▸ Given information:
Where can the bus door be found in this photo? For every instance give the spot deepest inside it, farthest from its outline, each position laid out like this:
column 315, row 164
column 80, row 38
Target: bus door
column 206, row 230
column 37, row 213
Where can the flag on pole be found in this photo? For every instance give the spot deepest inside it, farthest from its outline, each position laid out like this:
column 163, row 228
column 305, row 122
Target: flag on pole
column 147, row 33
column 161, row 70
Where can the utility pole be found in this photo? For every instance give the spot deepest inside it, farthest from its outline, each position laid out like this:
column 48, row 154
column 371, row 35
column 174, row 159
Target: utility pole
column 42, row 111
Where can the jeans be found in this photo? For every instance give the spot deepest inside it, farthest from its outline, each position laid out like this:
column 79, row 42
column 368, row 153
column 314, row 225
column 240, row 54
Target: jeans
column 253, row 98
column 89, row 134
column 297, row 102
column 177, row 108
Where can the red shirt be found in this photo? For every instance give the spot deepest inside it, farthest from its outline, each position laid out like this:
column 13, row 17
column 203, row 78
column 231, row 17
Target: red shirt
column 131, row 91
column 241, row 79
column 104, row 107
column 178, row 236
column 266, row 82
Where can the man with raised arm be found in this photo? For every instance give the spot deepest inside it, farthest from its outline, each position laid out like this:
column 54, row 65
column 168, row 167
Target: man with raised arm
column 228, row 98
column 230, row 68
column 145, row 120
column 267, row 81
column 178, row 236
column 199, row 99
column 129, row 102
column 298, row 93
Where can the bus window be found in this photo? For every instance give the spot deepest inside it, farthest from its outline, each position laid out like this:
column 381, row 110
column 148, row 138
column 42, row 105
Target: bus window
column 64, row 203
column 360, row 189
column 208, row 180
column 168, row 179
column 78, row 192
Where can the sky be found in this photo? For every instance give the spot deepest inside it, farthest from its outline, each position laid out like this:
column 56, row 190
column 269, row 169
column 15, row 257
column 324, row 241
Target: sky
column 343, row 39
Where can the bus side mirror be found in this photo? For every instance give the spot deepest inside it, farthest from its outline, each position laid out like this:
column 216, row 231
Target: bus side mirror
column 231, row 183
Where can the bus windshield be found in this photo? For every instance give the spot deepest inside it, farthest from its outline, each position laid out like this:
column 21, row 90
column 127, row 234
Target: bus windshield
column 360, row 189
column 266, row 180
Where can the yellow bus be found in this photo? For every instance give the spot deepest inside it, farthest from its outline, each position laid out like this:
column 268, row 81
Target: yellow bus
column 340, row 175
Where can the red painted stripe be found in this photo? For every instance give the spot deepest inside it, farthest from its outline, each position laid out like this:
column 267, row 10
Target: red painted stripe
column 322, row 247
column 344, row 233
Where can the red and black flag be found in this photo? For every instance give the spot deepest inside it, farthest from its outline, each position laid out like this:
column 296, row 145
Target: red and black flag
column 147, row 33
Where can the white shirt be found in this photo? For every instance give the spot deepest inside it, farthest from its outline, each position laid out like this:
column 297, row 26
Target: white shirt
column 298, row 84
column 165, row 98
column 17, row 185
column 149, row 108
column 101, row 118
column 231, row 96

▸ Exercise instructions:
Write out the listing above again, swapping every "Target" for "Object" and leaving everything else unchanged.

▸ Written solution:
Where can the bus door be found in this photo? For every instance give the spot deepest inside it, farthest from its outline, each position laid out like this:
column 315, row 164
column 80, row 38
Object: bus door
column 206, row 230
column 37, row 213
Where can the flag on pole be found in this photo? For every instance give the spot deepest inside it, farthest from its outline, each position laid out like this:
column 163, row 228
column 305, row 122
Object: flag on pole
column 147, row 33
column 161, row 70
Where can the utility pole be found in this photo? For every instance give the spot deepest inside it, farthest from its outline, each position laid out like this:
column 48, row 154
column 371, row 35
column 174, row 159
Object: utility pole
column 42, row 111
Where can the jeans be found in this photo? For every instance give the spot deepest inside it, farthest from its outline, each position laid out like this:
column 79, row 42
column 368, row 153
column 314, row 225
column 240, row 54
Object: jeans
column 253, row 98
column 89, row 134
column 297, row 102
column 177, row 108
Where can the red shirt be found in this photo? For every instance give the spot deepest inside it, farthest from its outline, each position laid out like this:
column 13, row 17
column 203, row 78
column 231, row 17
Object: red shirt
column 131, row 91
column 241, row 79
column 104, row 107
column 178, row 236
column 266, row 82
Where can the man with raised arm be found in this photo? For every instance give the spot deepest inside it, farthest from its outline, each position laid out like this:
column 54, row 65
column 168, row 167
Object: man with raised arm
column 228, row 98
column 230, row 68
column 145, row 120
column 267, row 81
column 178, row 236
column 199, row 99
column 129, row 102
column 298, row 93
Where can the bus window be found in this photo? For every instance give the spot deepest inside it, farthest from its outline, each position laid out like this:
column 381, row 110
column 148, row 138
column 42, row 105
Object: bus window
column 64, row 203
column 360, row 189
column 208, row 180
column 168, row 179
column 78, row 192
Where can the sky be found in this photo? For every instance give the spot deepest inside it, farthest from its outline, each position laid out like this:
column 56, row 190
column 269, row 169
column 15, row 257
column 324, row 241
Object: sky
column 343, row 39
Where can the bus side mirror be found in this photo? For every instance give the spot deepest inside it, farthest from its outline, each position laid out like this:
column 216, row 231
Object: bus side mirror
column 231, row 183
Where can the bus windshield be found in this photo? For every instance give the spot deepest inside it, farthest from its outline, each position laid out like this:
column 21, row 90
column 127, row 234
Object: bus windshield
column 360, row 189
column 266, row 180
Where can the yellow bus be found in this photo? For every instance give the spot deepest inside it, farthest from its outline, each position laid out like this:
column 268, row 81
Object: yellow bus
column 340, row 175
Where can the red painted stripe be found in this photo? For every instance give the spot deepest inside it, farthest from its outline, each position laid out like this:
column 267, row 10
Object: red painted stripe
column 322, row 247
column 344, row 233
Where can the red and black flag be found in this photo? For every instance give the spot deepest inside it, farthest from its outline, each position laid out like this:
column 296, row 145
Object: red and black flag
column 147, row 33
Where can the white shirt be found in this photo? For every instance give the spot deepest inside it, farthest from its outline, each position laid out like this:
column 297, row 26
Object: white shirt
column 298, row 84
column 165, row 98
column 17, row 185
column 149, row 108
column 101, row 118
column 231, row 96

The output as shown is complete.